> **What this task involves**: Could you repeat every entry below word for word, leaving out the pictures?
---- Excerpted data
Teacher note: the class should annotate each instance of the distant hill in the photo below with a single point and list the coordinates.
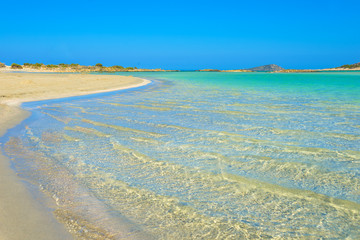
(267, 68)
(350, 66)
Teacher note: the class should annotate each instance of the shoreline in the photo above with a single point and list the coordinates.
(22, 216)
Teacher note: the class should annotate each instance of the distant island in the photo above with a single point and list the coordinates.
(74, 67)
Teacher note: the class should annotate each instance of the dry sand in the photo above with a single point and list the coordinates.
(21, 216)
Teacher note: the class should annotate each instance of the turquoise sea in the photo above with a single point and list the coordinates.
(201, 155)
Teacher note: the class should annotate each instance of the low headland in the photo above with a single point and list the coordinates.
(23, 217)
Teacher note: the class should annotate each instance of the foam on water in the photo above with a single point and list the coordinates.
(202, 156)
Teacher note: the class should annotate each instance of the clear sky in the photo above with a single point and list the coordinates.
(182, 34)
--------
> **Your response**:
Teacher note: the class should annotate each instance of the distant hill in the photo below with a single point and list the coordinates.
(267, 68)
(350, 66)
Teacher note: the class should annotate each instance of the shoreline in the photo above with a single point and list the coordinates.
(22, 216)
Teacher note: the class should annotate each instance of the distant island in the photo above with a single point and list the coordinates.
(74, 67)
Teacher note: the class should annotate each instance of the dry sand in the photo above with a single point and list the coordinates.
(21, 216)
Teacher note: the class should annotate each instance of the turquoise sea in the photo above with a single point and list the coordinates.
(201, 155)
Teacher note: the class should annotate each instance of the low headland in the photo above with a single point and list the coordinates.
(23, 217)
Teacher note: the class should annotate each instance of the foam on water in the photo above with a single point and list the coordinates.
(202, 156)
Teacher note: the class should annotate each instance of the clear sky in the photo above with a single point and list the coordinates.
(182, 34)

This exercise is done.